Yapılması gerekenin ne olduğunu Engels daha 1878'de açıklıyordu:
Dünyayı kurtarma işinin üstesinden gelmek: İşte modern proletaryanın tarihsel görevi (budur). Bu işin tarihsel koşullarını ve bu yoldan doğasını derinliğine irdelemek ve böylece bugün ezilen sınıf olan bu işi görmekle görevli sınıfa, kendi öz işinin koşulları ve doğası üzerine bilinç vermek: İşte proleter hareketin teorik ifadesi olan bilimsel sosyalizmin görevi“(budur). (Marks-Engels Eserler; C. 20, s. 265, Anti-Dühring).

Post-Marksizm, işçi sınıfını yok sayarak, en fazlasıyla “işe yaramaz” sayarak onu bu tarihsel görevinde kopartıyor.

İşçi sınıfının tarihsel rolünü tartışılır yapmaya çalışan Post-modernizm ve Post-Marksizm, bürokratik kapitalizmden başka bir şey olmayan revizyonist sistemin dağılmasından (1989/1991) sonra yoğun antikomünist propagandanın estirdiği rüzgarı da arkasına alarak uluslararası komünist ve devrimci hareket içinde tasfiyeci çabasını yoğunlaştırdı. Bu, coğrafyamıza kendini “ezilenler” kavramının ön plana çıkartılması; işçi sınıfının yerine konması ve “ezilenlerin Marksizmi” türünden bir ucube anlayışın yaygınlaştırılmaya başlaması olarak yansıdı. Coğrafyamızda “ezilenler”, işçi sınıfını; “ezilenlerin Marksizmi” de Marksizm-Leninizmi boşa çıkartan, içini boşaltan Post-Marksizmin bir yansıma biçimidir. Tasfiyeci yarı-aydınların “fikir” jimnastiği kulübü TP ve ona öykünen, onun ideolojik etkisinde olan ezilenciler de bu Post-Marksizmin, bu anti-marksizmin amansız savunuculuğunu yapıyorlar.

┄┄┄┄┄┄┄┄┄┄┄┄┄┄┄┄┄┄┄┄

▶ **Yapılacaklar**
#1 Metindeki "İşçi sınıfının tarihsel rolünü" diye başlayan paragrafı, ana bilgilerini koruyarak kısa bir madde listesine çevirin.
#2 Metne göre Engels, yapılması gerekeni hangi yıl açıklamıştı?

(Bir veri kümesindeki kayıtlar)
┄┄┄┄┄┄┄┄┄┄┄┄┄┄┄┄┄┄┄┄

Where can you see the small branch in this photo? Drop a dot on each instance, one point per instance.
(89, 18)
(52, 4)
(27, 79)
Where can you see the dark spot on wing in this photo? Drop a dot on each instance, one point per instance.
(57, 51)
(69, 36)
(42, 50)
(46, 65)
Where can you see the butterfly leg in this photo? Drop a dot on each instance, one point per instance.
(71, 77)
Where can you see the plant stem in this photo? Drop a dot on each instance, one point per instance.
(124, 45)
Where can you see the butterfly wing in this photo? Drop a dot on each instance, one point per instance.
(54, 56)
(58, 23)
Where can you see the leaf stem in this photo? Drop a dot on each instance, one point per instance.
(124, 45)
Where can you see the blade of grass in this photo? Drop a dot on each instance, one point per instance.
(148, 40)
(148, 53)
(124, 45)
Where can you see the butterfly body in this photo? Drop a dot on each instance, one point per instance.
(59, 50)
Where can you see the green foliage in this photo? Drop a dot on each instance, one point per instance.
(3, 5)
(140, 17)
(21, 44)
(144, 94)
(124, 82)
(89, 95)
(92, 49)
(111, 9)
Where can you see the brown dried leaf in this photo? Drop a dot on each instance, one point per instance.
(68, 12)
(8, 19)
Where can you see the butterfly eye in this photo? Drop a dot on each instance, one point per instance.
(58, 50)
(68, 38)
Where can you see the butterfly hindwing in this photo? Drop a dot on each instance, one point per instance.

┄┄┄┄┄┄┄┄┄┄┄┄┄┄┄┄┄┄┄┄

▶ **Çözümler**
#1
- Post-modernizm ve Post-Marksizm, işçi sınıfının tarihsel rolünü tartışılır hale getirmeye çalışıyor.
- Revizyonist sistem 1989/1991'de dağıldı. Bunun ardından bu akımlar, antikomünist propagandanın rüzgarını da arkasına alıp uluslararası komünist ve devrimci hareket içinde tasfiyeci çabalarını yoğunlaştırdı.
- Bu durum coğrafyamızda iki şekilde görüldü: "ezilenler" kavramı öne çıkarılıp işçi sınıfının yerine kondu ve "ezilenlerin Marksizmi" anlayışı yaygınlaşmaya başladı.
- "Ezilenler" kavramı işçi sınıfını, "ezilenlerin Marksizmi" ise Marksizm-Leninizmi boşa çıkaran Post-Marksizmin bir yansımasıdır.
- TP ve onun ideolojik etkisindeki ezilenciler bu Post-Marksizmi savunuyor.

#2 1878'de.